#### [Stated task]
Answer these questions using the shallow-water MJO abstract below, one answer per line:
1. When is convection triggered in the model?
2. How is radiation parameterized?
3. What controls the bandwidth of the excited waves?

Triggered Convection, Gravity Waves, and the MJO: A Shallow-Water Model

Abstract

The Madden–Julian oscillation (MJO) is the dominant mode of intraseasonal variability in the tropics. Despite its primary importance, a generally accepted theory that accounts for fundamental features of the MJO, including its propagation speed, planetary horizontal scale, multiscale features, and quadrupole structures, remains elusive. In this study, the authors use a shallow-water model to simulate the MJO. In this model, convection is parameterized as a short-duration localized mass source and is triggered when the layer thickness falls below a critical value. Radiation is parameterized as a steady uniform mass sink. The following MJO-like signals are observed in the simulations: 1) slow eastward-propagating large-scale disturbances, which show up as low-frequency, low-wavenumber features with eastward propagation in the spectral domain, 2) multiscale structures in the time–longitude (Hovmöller) domain, and 3) quadrupole vortex structures in the longitude–latitude (map view) domain. The authors propose that the simulated MJO signal is an interference pattern of westward and eastward inertia–gravity (WIG and EIG) waves. Its propagation speed is half of the speed difference between the WIG and EIG waves. The horizontal scale of its large-scale envelope is determined by the bandwidth of the excited waves, and the bandwidth is controlled by the number density of convection events. In this model, convection events trigger other convection events, thereby aggregating into large-scale structures, but there is no feedback of the large-scale structures onto the convection events. The results suggest that the MJO is not so much a low-frequency wave, in which convection acts as a quasi-equilibrium adjustment, but is more a pattern of high-frequency waves that interact directly with the convection.

#### [Rows]
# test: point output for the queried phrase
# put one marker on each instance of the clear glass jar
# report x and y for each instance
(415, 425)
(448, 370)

#### [Task output]
1. When the layer thickness falls below a critical value.
2. As a steady uniform mass sink.
3. The number density of convection events.